-------- SOURCE RECORDS

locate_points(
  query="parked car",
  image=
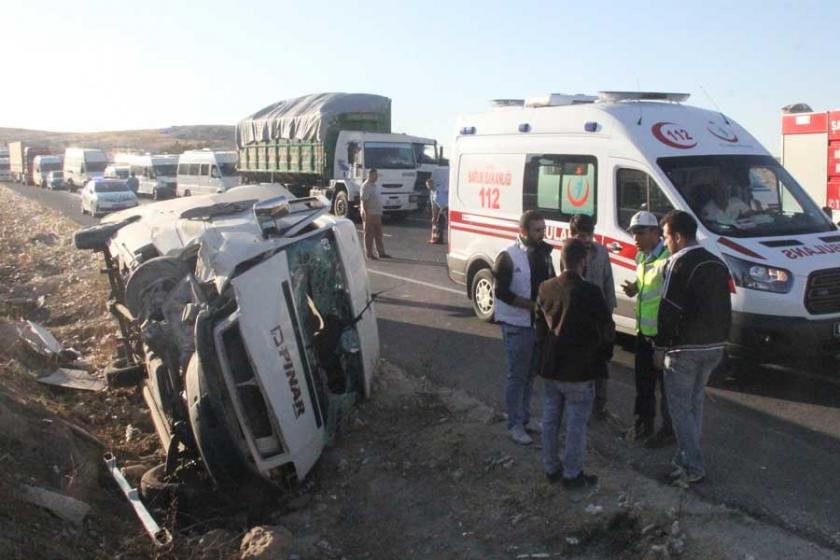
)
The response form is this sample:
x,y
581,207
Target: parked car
x,y
55,180
247,322
101,196
115,171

----------------

- **WHAT IS NEEDED**:
From the first line to the last, repeat the records exactly, leaving out the pictures.

- **ANSWER AREA**:
locate_points(
  query="parked car",
  image=
)
The response form is this sample:
x,y
581,207
Target: parked car
x,y
55,180
247,322
101,196
115,171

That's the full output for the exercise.